● **Assignment**:
Pictures are to be omitted; everything else in the data must be transcribed exactly.

--------------------------------------------------

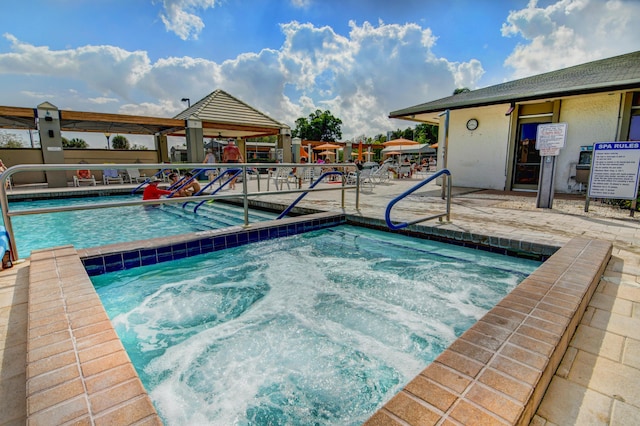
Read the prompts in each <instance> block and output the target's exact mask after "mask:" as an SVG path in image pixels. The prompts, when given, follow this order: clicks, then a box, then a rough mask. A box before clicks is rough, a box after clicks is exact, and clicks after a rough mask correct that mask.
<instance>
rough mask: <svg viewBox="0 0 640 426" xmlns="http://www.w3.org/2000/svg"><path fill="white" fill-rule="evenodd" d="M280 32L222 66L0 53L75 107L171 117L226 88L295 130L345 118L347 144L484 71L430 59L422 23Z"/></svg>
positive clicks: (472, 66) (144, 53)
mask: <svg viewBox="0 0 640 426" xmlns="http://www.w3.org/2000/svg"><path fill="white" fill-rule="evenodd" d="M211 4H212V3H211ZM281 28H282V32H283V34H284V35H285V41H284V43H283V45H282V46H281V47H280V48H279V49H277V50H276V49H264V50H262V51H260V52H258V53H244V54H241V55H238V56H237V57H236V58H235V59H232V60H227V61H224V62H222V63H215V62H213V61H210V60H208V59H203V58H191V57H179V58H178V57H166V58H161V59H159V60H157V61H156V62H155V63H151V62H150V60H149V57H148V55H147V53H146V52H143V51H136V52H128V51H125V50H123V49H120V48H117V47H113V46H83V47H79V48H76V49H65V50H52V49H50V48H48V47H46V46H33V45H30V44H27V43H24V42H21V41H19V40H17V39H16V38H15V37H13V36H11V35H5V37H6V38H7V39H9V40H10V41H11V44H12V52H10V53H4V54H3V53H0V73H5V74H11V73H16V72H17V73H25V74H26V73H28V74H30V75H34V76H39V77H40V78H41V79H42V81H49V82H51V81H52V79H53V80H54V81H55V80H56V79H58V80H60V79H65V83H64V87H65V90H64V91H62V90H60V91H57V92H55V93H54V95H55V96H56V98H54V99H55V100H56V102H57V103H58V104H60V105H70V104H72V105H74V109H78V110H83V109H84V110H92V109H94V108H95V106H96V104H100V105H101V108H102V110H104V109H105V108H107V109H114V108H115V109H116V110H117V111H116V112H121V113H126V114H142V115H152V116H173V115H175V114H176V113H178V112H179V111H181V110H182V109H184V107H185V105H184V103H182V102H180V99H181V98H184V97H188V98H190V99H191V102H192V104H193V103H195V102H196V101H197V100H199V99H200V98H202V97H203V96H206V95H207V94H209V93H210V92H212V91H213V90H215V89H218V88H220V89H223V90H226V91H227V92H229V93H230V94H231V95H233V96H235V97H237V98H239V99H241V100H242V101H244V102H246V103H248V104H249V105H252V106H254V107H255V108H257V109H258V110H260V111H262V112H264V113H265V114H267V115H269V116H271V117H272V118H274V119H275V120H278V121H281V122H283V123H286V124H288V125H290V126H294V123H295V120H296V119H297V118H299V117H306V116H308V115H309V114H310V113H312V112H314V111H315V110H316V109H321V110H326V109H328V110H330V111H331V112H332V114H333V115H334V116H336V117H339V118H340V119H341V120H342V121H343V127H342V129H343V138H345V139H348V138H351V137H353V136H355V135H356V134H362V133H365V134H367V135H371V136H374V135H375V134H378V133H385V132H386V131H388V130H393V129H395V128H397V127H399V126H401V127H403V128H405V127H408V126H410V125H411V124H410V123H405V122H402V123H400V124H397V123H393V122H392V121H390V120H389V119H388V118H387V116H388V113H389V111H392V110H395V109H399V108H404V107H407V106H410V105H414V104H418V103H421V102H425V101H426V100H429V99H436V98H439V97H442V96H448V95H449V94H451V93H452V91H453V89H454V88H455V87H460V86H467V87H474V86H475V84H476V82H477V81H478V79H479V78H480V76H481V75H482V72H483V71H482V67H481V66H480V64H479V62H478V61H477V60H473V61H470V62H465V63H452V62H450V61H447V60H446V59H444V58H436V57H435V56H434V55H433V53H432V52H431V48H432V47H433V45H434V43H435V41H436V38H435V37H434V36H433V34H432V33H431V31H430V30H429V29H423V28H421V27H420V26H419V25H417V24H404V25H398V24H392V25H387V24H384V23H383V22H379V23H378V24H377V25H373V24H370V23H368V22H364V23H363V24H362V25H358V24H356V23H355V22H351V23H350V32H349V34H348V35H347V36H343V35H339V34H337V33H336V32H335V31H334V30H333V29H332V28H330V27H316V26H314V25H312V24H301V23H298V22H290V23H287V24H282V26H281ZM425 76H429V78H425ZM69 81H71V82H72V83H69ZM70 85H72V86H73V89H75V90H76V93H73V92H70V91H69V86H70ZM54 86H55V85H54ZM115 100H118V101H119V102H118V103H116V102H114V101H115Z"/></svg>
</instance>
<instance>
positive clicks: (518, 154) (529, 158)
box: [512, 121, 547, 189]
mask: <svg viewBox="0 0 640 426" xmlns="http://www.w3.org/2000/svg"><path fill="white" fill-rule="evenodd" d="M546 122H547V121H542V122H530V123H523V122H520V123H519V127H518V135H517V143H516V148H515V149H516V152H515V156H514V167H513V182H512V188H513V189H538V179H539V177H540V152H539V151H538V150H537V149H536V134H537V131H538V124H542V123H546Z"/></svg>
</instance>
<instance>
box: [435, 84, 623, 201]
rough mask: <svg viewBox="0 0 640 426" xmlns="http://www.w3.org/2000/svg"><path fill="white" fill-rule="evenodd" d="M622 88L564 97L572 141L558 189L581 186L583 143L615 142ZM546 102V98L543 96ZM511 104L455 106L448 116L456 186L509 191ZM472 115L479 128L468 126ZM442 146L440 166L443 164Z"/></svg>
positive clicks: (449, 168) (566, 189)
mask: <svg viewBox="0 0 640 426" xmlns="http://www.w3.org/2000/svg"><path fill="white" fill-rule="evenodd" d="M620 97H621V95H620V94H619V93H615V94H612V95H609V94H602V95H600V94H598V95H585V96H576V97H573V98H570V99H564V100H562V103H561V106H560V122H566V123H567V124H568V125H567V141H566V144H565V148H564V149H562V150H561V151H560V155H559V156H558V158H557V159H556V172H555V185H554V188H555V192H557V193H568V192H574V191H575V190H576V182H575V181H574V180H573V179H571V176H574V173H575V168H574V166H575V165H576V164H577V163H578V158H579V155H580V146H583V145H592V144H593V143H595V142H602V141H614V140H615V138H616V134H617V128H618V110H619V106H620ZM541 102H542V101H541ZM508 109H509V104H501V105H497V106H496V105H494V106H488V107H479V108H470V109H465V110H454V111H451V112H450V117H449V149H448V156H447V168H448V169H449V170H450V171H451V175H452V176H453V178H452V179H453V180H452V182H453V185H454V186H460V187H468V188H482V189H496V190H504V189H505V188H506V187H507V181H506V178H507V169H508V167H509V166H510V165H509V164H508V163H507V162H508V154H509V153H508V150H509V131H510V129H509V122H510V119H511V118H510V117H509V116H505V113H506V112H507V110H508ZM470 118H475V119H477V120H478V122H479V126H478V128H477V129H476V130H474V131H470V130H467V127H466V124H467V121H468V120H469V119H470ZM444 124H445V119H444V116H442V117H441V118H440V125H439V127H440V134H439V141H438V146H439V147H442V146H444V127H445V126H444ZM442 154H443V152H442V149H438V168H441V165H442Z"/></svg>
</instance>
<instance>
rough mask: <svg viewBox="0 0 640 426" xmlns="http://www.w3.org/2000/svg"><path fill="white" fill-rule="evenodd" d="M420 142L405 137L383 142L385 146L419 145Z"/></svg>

--------------------------------------------------

● **Your solution**:
Read the prompts in each <instance> block and output the target's exact mask after "mask:" as an SVG path in image pixels. The prompts, when given, follow this order: clicks, then a box, then a rough mask. A box before clicks is rough, a box after clicks is exact, and clicks after a rough mask correct that mask.
<instance>
rough mask: <svg viewBox="0 0 640 426" xmlns="http://www.w3.org/2000/svg"><path fill="white" fill-rule="evenodd" d="M280 32L222 66L0 53L75 107L171 117L226 88L295 130L345 118L347 144L484 71L430 59L422 23Z"/></svg>
positive clicks: (472, 66) (144, 53)
mask: <svg viewBox="0 0 640 426" xmlns="http://www.w3.org/2000/svg"><path fill="white" fill-rule="evenodd" d="M211 4H212V3H211ZM281 28H282V32H283V34H284V35H285V41H284V43H283V45H282V46H281V47H280V48H279V49H277V50H276V49H264V50H262V51H260V52H258V53H244V54H241V55H238V56H237V57H236V58H235V59H232V60H227V61H224V62H222V63H215V62H213V61H210V60H208V59H203V58H191V57H179V58H178V57H166V58H161V59H159V60H157V61H156V62H155V63H151V62H150V60H149V57H148V55H147V53H146V52H143V51H136V52H128V51H125V50H123V49H120V48H117V47H113V46H83V47H79V48H76V49H65V50H52V49H50V48H48V47H46V46H33V45H30V44H27V43H24V42H21V41H19V40H17V39H16V38H15V37H13V36H11V35H5V37H6V38H7V39H9V40H10V41H11V44H12V52H10V53H4V54H3V53H0V73H5V74H11V73H16V72H17V73H25V74H26V73H28V74H30V75H34V76H39V77H40V78H41V79H42V81H49V82H51V81H52V79H53V80H54V81H55V80H56V79H58V80H60V79H65V83H64V87H65V90H64V91H62V90H60V91H57V92H55V93H54V95H55V96H56V98H54V99H55V100H56V102H57V103H58V104H60V105H70V104H72V105H74V109H78V110H83V109H84V110H92V109H94V108H95V106H96V104H100V105H101V108H102V110H104V109H105V108H107V109H114V108H115V109H116V110H117V111H116V112H121V113H126V114H142V115H152V116H173V115H175V114H176V113H178V112H179V111H181V110H182V109H184V107H185V105H184V103H182V102H180V99H181V98H184V97H188V98H190V99H191V102H192V104H193V103H195V102H196V101H197V100H199V99H200V98H202V97H203V96H206V95H207V94H209V93H210V92H212V91H213V90H215V89H218V88H220V89H223V90H226V91H227V92H229V93H230V94H231V95H233V96H235V97H237V98H239V99H241V100H242V101H244V102H246V103H248V104H249V105H252V106H254V107H255V108H257V109H258V110H260V111H262V112H264V113H265V114H267V115H269V116H271V117H272V118H274V119H275V120H278V121H281V122H283V123H286V124H288V125H290V126H294V123H295V120H296V119H297V118H299V117H306V116H308V115H309V114H310V113H312V112H314V111H315V110H316V109H321V110H326V109H328V110H330V111H331V112H332V114H333V115H334V116H336V117H339V118H340V119H341V120H342V121H343V127H342V129H343V138H345V139H348V138H351V137H353V136H355V135H356V134H362V133H365V134H367V135H371V136H374V135H375V134H378V133H385V132H386V131H388V130H393V129H395V128H397V127H399V126H401V127H403V128H405V127H408V126H410V125H411V124H410V123H405V122H402V123H400V124H397V123H393V122H392V121H390V120H389V119H388V118H387V116H388V113H389V111H392V110H395V109H399V108H404V107H407V106H410V105H414V104H418V103H421V102H425V101H426V100H429V99H436V98H439V97H442V96H448V95H449V94H451V93H452V91H453V89H454V88H455V87H460V86H467V87H474V86H475V84H476V82H477V81H478V79H479V78H480V76H481V75H482V72H483V71H482V67H481V66H480V64H479V62H478V61H477V60H473V61H470V62H465V63H452V62H450V61H447V60H446V59H444V58H436V57H435V56H434V55H433V53H432V52H431V48H432V47H433V45H434V43H435V41H436V38H435V37H434V36H433V34H432V33H431V31H430V30H429V29H423V28H421V27H420V26H419V25H417V24H404V25H398V24H392V25H387V24H384V23H383V22H379V23H378V24H377V25H373V24H370V23H368V22H364V23H363V24H362V25H358V24H356V23H355V22H351V23H350V32H349V34H348V35H347V36H343V35H339V34H337V33H336V32H335V31H334V30H333V29H332V28H330V27H316V26H314V25H312V24H301V23H298V22H290V23H287V24H282V26H281ZM425 76H429V78H425ZM69 81H71V82H72V83H69ZM70 85H72V86H73V89H75V90H76V93H73V92H70V91H69V86H70ZM54 86H55V85H54ZM115 100H118V101H119V102H118V103H116V102H114V101H115Z"/></svg>
</instance>
<instance>
positive clicks: (518, 154) (529, 158)
box: [512, 121, 547, 189]
mask: <svg viewBox="0 0 640 426" xmlns="http://www.w3.org/2000/svg"><path fill="white" fill-rule="evenodd" d="M546 122H547V121H542V122H530V123H523V122H520V123H519V127H518V135H517V143H516V148H515V149H516V152H515V156H514V167H513V182H512V188H513V189H538V179H539V177H540V152H539V151H538V150H537V149H536V134H537V131H538V124H542V123H546Z"/></svg>
</instance>
<instance>
box: [435, 84, 623, 201]
rough mask: <svg viewBox="0 0 640 426" xmlns="http://www.w3.org/2000/svg"><path fill="white" fill-rule="evenodd" d="M622 88L564 97L572 141L558 189L581 186L583 143L615 142ZM546 102V98L543 96ZM511 104L455 106L448 116L456 186L509 191ZM472 115L479 128L468 126ZM442 146L440 166L443 164Z"/></svg>
positive clicks: (449, 168) (566, 189)
mask: <svg viewBox="0 0 640 426" xmlns="http://www.w3.org/2000/svg"><path fill="white" fill-rule="evenodd" d="M620 97H621V95H620V94H619V93H615V94H612V95H609V94H602V95H600V94H598V95H585V96H576V97H573V98H570V99H564V100H562V103H561V106H560V122H566V123H567V124H568V125H567V141H566V144H565V148H564V149H562V150H561V151H560V155H559V156H558V158H557V159H556V172H555V185H554V188H555V192H557V193H568V192H574V191H575V190H576V182H575V181H574V180H573V179H571V176H574V173H575V168H574V166H575V165H576V164H577V163H578V158H579V155H580V146H583V145H592V144H593V143H595V142H602V141H614V140H615V138H616V134H617V128H618V110H619V106H620ZM541 102H542V101H541ZM508 109H509V104H501V105H497V106H496V105H494V106H488V107H479V108H470V109H465V110H454V111H451V112H450V117H449V149H448V156H447V168H448V169H449V170H450V171H451V175H452V176H453V178H452V179H453V180H452V182H453V185H454V186H460V187H468V188H482V189H496V190H504V189H505V188H506V187H507V181H506V178H507V169H508V167H509V166H510V165H509V164H508V163H507V162H508V154H509V153H508V150H509V131H510V129H509V122H510V119H511V118H510V117H509V116H505V113H506V112H507V110H508ZM470 118H475V119H477V120H478V122H479V126H478V128H477V129H476V130H474V131H470V130H467V127H466V124H467V121H468V120H469V119H470ZM444 124H445V119H444V116H442V117H441V118H440V125H439V127H440V134H439V141H438V146H439V147H442V146H444V127H445V126H444ZM442 154H443V152H442V149H438V168H441V165H442Z"/></svg>
</instance>
<instance>
rough mask: <svg viewBox="0 0 640 426" xmlns="http://www.w3.org/2000/svg"><path fill="white" fill-rule="evenodd" d="M420 142L405 137L383 142L385 146L419 145Z"/></svg>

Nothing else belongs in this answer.